++++ Task inputs
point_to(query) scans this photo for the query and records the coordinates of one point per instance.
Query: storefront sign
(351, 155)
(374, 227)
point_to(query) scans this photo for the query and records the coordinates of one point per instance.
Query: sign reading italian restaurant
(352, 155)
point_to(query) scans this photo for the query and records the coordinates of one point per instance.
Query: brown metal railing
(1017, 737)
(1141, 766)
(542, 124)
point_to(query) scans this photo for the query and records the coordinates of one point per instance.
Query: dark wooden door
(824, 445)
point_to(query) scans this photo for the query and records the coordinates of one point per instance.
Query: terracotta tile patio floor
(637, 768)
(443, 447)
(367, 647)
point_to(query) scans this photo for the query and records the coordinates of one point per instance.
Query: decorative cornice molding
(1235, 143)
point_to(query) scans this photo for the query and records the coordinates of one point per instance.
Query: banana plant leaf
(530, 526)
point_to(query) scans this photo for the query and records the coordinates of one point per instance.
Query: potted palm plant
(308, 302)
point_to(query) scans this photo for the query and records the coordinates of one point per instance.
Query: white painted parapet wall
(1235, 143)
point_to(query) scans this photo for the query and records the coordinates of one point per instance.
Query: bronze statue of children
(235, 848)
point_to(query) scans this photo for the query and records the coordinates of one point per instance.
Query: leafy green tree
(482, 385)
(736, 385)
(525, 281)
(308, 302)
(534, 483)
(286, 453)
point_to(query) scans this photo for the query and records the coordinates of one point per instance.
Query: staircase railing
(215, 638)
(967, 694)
++++++++
Goal of the exercise -
Repeat the entries shown above, every one, word for word.

Response to this task -
point_to(query) scans this photo for the query and records the coordinates of one point per instance.
Query: storefront sign
(351, 155)
(374, 227)
point_to(query) scans this photo for the query and records the coordinates of one point per instance.
Query: sign reading italian restaurant
(352, 155)
point_to(query) scans this photo for the query and records the coordinates of one point per instance.
Query: brown metal railing
(1017, 737)
(1141, 766)
(542, 124)
point_to(query) scans this photo for the query and records the coordinates of one point per instance.
Query: dark wooden door
(824, 445)
point_to(query) scans this photo for the query and records the coordinates of one point per instance.
Query: terracotta tile patio floor
(637, 768)
(443, 447)
(367, 647)
point_to(query) scans this photo for the query and records the coordinates of one point per instance.
Query: decorative cornice molding
(1235, 143)
point_to(query) scans this photo for the query and records the coordinates of one point per instance.
Query: banana plant leaf
(530, 526)
point_to(query) scans this photo for the query and records the coordinates of one point per instance.
Query: potted palm plant
(308, 302)
point_to(query) scans this photo for the query and records the coordinates of one point per instance.
Query: white painted parapet wall
(1235, 143)
point_to(query) scans this photo for the query and records the coordinates of one point per instance.
Query: bronze statue of children
(235, 848)
point_to(query) scans this photo for the query and records the coordinates of one point per instance.
Query: leafy green tree
(482, 385)
(736, 385)
(525, 281)
(308, 302)
(534, 483)
(286, 453)
point_to(query) scans this photo for the query and records the coordinates of one point per instance.
Query: staircase railing
(215, 638)
(967, 694)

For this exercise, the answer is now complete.